# [Instructions to follow]
Reproduce each of the lines below verbatim, omitting the pictures from your answer.

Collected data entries
- - -

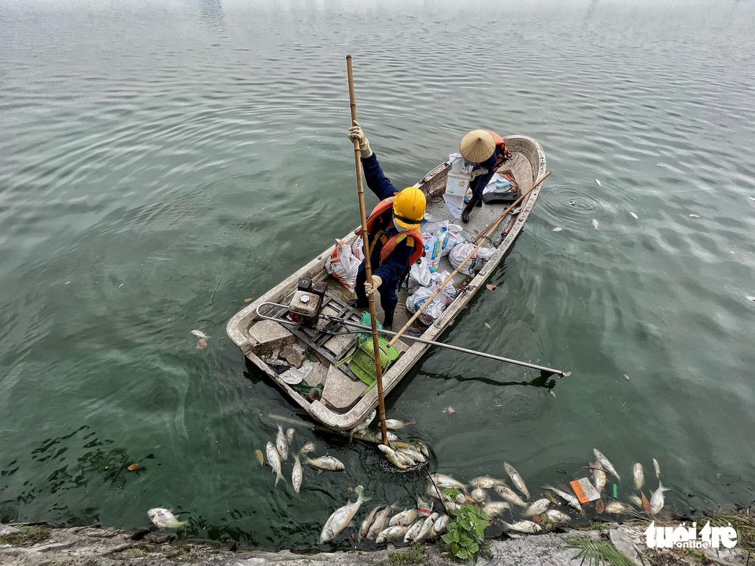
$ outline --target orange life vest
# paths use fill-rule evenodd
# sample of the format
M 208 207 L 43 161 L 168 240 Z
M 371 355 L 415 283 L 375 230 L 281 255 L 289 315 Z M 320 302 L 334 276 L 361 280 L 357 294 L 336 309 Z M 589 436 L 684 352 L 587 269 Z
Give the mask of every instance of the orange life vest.
M 393 208 L 393 197 L 392 196 L 378 203 L 378 205 L 372 209 L 372 212 L 370 213 L 370 216 L 367 219 L 368 234 L 372 232 L 372 228 L 378 217 L 388 209 Z M 357 235 L 361 234 L 362 228 L 357 228 L 354 231 L 354 233 Z M 377 243 L 380 241 L 383 246 L 380 251 L 380 260 L 381 262 L 384 262 L 390 255 L 390 253 L 396 249 L 396 247 L 404 240 L 406 240 L 408 246 L 414 248 L 414 251 L 409 256 L 409 266 L 411 266 L 424 255 L 424 241 L 422 239 L 422 232 L 419 228 L 411 228 L 408 230 L 399 232 L 398 234 L 394 234 L 392 236 L 388 236 L 385 232 L 379 230 L 375 234 L 375 237 L 372 239 L 370 245 L 370 255 L 372 254 L 372 251 L 374 250 Z
M 495 131 L 490 131 L 490 130 L 488 130 L 488 131 L 493 135 L 493 137 L 495 139 L 495 146 L 498 148 L 498 159 L 495 162 L 495 166 L 493 168 L 493 171 L 496 171 L 499 167 L 511 158 L 511 153 L 509 152 L 509 149 L 506 146 L 506 142 L 504 141 L 504 138 Z

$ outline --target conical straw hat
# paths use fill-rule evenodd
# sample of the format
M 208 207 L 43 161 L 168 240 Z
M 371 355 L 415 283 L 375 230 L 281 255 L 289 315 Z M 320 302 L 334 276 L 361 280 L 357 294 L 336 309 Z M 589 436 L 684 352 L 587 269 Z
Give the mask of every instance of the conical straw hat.
M 461 138 L 459 152 L 464 159 L 482 163 L 495 151 L 495 138 L 487 130 L 473 130 Z

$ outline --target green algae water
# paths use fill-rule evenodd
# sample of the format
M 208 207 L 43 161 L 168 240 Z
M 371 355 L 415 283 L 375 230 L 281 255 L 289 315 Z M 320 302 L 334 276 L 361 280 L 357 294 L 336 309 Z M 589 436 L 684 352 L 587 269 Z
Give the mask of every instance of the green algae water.
M 680 512 L 755 499 L 755 5 L 464 5 L 0 4 L 0 521 L 135 528 L 162 506 L 191 536 L 304 548 L 350 487 L 360 519 L 424 491 L 305 426 L 294 446 L 346 471 L 305 469 L 297 494 L 289 459 L 274 488 L 269 415 L 307 421 L 225 336 L 359 223 L 349 53 L 397 186 L 477 128 L 535 138 L 553 172 L 444 340 L 574 373 L 554 397 L 431 351 L 387 407 L 432 470 L 505 460 L 536 494 L 596 448 L 620 492 L 635 462 L 655 489 L 658 460 Z

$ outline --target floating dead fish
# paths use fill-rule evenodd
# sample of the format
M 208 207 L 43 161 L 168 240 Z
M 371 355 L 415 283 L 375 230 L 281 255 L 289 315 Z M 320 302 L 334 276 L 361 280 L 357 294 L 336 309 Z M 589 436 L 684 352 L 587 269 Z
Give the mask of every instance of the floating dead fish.
M 294 469 L 291 472 L 291 484 L 294 486 L 294 491 L 299 493 L 301 489 L 301 480 L 304 472 L 301 469 L 301 461 L 299 460 L 299 454 L 294 454 Z
M 542 527 L 541 527 L 537 523 L 533 523 L 532 521 L 517 521 L 513 524 L 510 524 L 509 523 L 507 523 L 505 521 L 501 521 L 501 522 L 503 523 L 504 526 L 506 527 L 507 530 L 516 531 L 519 533 L 534 534 L 534 533 L 539 533 L 541 531 L 543 530 Z
M 146 515 L 155 526 L 160 528 L 177 529 L 189 524 L 188 521 L 179 521 L 173 513 L 162 507 L 151 509 Z
M 668 491 L 668 488 L 664 488 L 661 480 L 658 480 L 658 488 L 653 492 L 650 497 L 650 514 L 657 515 L 663 509 L 664 497 L 663 492 Z
M 524 480 L 522 479 L 522 476 L 519 475 L 519 472 L 508 462 L 504 462 L 504 469 L 506 470 L 506 473 L 509 475 L 509 477 L 511 478 L 511 483 L 514 484 L 514 487 L 522 492 L 525 499 L 529 499 L 529 491 L 527 489 L 527 486 L 525 485 Z
M 278 480 L 283 478 L 283 475 L 281 473 L 281 456 L 278 453 L 278 448 L 272 442 L 268 442 L 265 445 L 265 453 L 267 455 L 267 463 L 276 472 L 275 484 L 278 485 Z M 283 481 L 285 481 L 285 480 Z
M 599 464 L 603 469 L 615 475 L 616 479 L 621 479 L 621 477 L 616 472 L 616 469 L 613 466 L 613 464 L 612 464 L 609 459 L 603 456 L 597 448 L 593 448 L 593 453 L 595 454 L 595 457 L 598 459 L 597 463 Z
M 645 484 L 645 470 L 639 462 L 632 466 L 632 476 L 634 478 L 634 488 L 640 489 Z
M 281 455 L 282 461 L 285 462 L 288 460 L 288 441 L 286 440 L 285 432 L 280 425 L 278 425 L 278 434 L 276 435 L 276 448 Z
M 337 509 L 328 518 L 328 521 L 325 521 L 325 526 L 322 528 L 322 533 L 320 534 L 320 544 L 329 542 L 337 537 L 341 531 L 346 528 L 346 526 L 354 518 L 359 506 L 364 500 L 362 497 L 364 488 L 357 485 L 354 491 L 359 496 L 356 501 Z
M 382 444 L 381 445 L 382 446 Z M 346 466 L 344 466 L 344 463 L 334 456 L 321 456 L 320 457 L 315 458 L 314 460 L 307 458 L 307 463 L 313 468 L 325 469 L 328 472 L 341 472 L 341 470 L 346 469 Z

- - -

# [Result of this task]
$ outline --target orange life vest
# paths use fill-rule evenodd
# sample of the format
M 208 207 L 43 161 L 168 240 Z
M 371 355 L 415 283 L 375 230 L 281 255 L 289 315 Z M 320 302 L 334 276 L 361 280 L 357 294 L 336 309 Z M 589 436 L 684 352 L 587 269 Z
Give the mask of every instance of the orange life vest.
M 393 208 L 393 197 L 392 196 L 378 203 L 378 205 L 372 209 L 372 212 L 370 213 L 370 216 L 367 219 L 368 234 L 372 232 L 372 228 L 378 217 L 388 209 Z M 357 235 L 361 234 L 362 228 L 357 228 L 354 231 L 354 233 Z M 377 243 L 380 241 L 383 246 L 380 251 L 380 260 L 381 262 L 384 262 L 390 255 L 390 253 L 396 249 L 396 247 L 404 240 L 406 240 L 408 246 L 414 248 L 414 251 L 409 256 L 409 266 L 411 266 L 424 255 L 424 241 L 422 239 L 422 232 L 419 228 L 411 228 L 408 230 L 399 232 L 398 234 L 394 234 L 392 236 L 388 236 L 385 232 L 379 230 L 375 234 L 375 237 L 372 239 L 370 245 L 370 255 L 372 254 L 372 251 L 374 250 Z
M 495 131 L 490 131 L 490 130 L 488 130 L 488 131 L 493 135 L 493 137 L 495 139 L 495 146 L 498 148 L 498 159 L 495 162 L 495 166 L 493 168 L 493 171 L 496 171 L 499 167 L 511 158 L 511 153 L 509 152 L 509 149 L 506 146 L 506 142 L 504 141 L 504 138 Z

$ outline --target conical straw hat
# paths use fill-rule evenodd
# sample of the format
M 208 207 L 43 161 L 168 240 Z
M 371 355 L 415 283 L 375 230 L 281 255 L 289 315 Z M 320 302 L 334 276 L 361 280 L 357 294 L 336 309 Z M 589 436 L 684 352 L 587 269 Z
Give the mask of every instance of the conical straw hat.
M 461 138 L 459 152 L 464 159 L 482 163 L 495 151 L 495 138 L 487 130 L 473 130 Z

$ outline --target green algae water
# paths use fill-rule evenodd
# sample of the format
M 208 207 L 43 161 L 168 240 Z
M 371 355 L 415 283 L 375 230 L 281 255 L 289 315 Z M 320 302 L 334 276 L 361 280 L 357 294 L 336 309 Z M 589 436 L 684 352 L 587 269 Z
Give the mask of every instance of the green algae water.
M 680 512 L 755 499 L 755 5 L 464 5 L 0 4 L 0 521 L 135 528 L 162 506 L 191 536 L 304 548 L 350 487 L 360 519 L 424 491 L 305 426 L 294 446 L 346 471 L 305 469 L 297 494 L 289 459 L 274 488 L 269 415 L 307 421 L 225 336 L 359 223 L 349 53 L 397 186 L 477 128 L 535 138 L 553 172 L 444 340 L 574 373 L 554 397 L 431 351 L 387 407 L 432 470 L 505 460 L 536 494 L 596 448 L 620 492 L 635 462 L 655 489 L 658 460 Z

$ outline --target floating dead fish
# paths use fill-rule evenodd
# sample of the format
M 208 207 L 43 161 L 168 240 Z
M 371 355 L 415 283 L 375 230 L 281 255 L 289 315 Z M 320 302 L 334 276 L 361 280 L 357 294 L 336 309 Z M 589 436 L 684 352 L 587 269 Z
Give the mask of every instance of the floating dead fish.
M 294 469 L 291 472 L 291 484 L 294 486 L 294 491 L 299 493 L 301 489 L 301 480 L 304 472 L 301 469 L 301 461 L 299 460 L 299 454 L 294 454 Z
M 542 527 L 541 527 L 537 523 L 533 523 L 532 521 L 517 521 L 513 524 L 510 524 L 509 523 L 507 523 L 505 521 L 501 521 L 501 522 L 503 523 L 504 526 L 506 527 L 507 530 L 516 531 L 519 533 L 534 534 L 534 533 L 539 533 L 541 531 L 543 530 Z
M 146 515 L 155 526 L 160 528 L 177 529 L 189 524 L 188 521 L 179 521 L 173 513 L 162 507 L 151 509 Z
M 668 491 L 668 488 L 664 488 L 661 480 L 658 480 L 658 488 L 653 492 L 650 497 L 650 514 L 657 515 L 663 509 L 664 497 L 663 492 Z
M 524 480 L 522 479 L 522 476 L 519 475 L 519 472 L 508 462 L 504 462 L 504 469 L 506 470 L 506 473 L 509 475 L 509 477 L 511 478 L 511 483 L 514 484 L 514 487 L 522 492 L 525 499 L 529 499 L 529 491 L 527 489 L 527 486 L 525 485 Z
M 278 480 L 283 478 L 283 475 L 281 473 L 281 456 L 278 453 L 278 448 L 272 442 L 268 442 L 265 445 L 265 453 L 267 455 L 267 463 L 276 472 L 275 484 L 278 485 Z M 283 481 L 285 481 L 285 480 Z
M 599 464 L 603 469 L 615 475 L 616 479 L 621 479 L 621 477 L 616 472 L 616 469 L 613 466 L 613 464 L 612 464 L 609 459 L 603 456 L 597 448 L 593 448 L 593 453 L 595 454 L 595 457 L 598 459 L 597 463 Z
M 645 484 L 645 470 L 639 462 L 632 466 L 632 476 L 634 478 L 634 488 L 640 489 Z
M 281 455 L 282 461 L 285 462 L 288 460 L 288 441 L 286 440 L 285 432 L 280 425 L 278 425 L 278 434 L 276 435 L 276 448 Z
M 337 509 L 328 518 L 328 521 L 325 521 L 325 526 L 322 528 L 322 533 L 320 534 L 320 544 L 329 542 L 337 537 L 341 531 L 346 528 L 346 526 L 354 518 L 359 506 L 364 500 L 362 497 L 364 488 L 357 485 L 354 491 L 359 496 L 356 501 Z
M 382 444 L 381 445 L 382 446 Z M 346 466 L 344 466 L 344 463 L 334 456 L 321 456 L 320 457 L 315 458 L 314 460 L 307 458 L 307 463 L 313 468 L 325 469 L 328 472 L 341 472 L 341 470 L 346 469 Z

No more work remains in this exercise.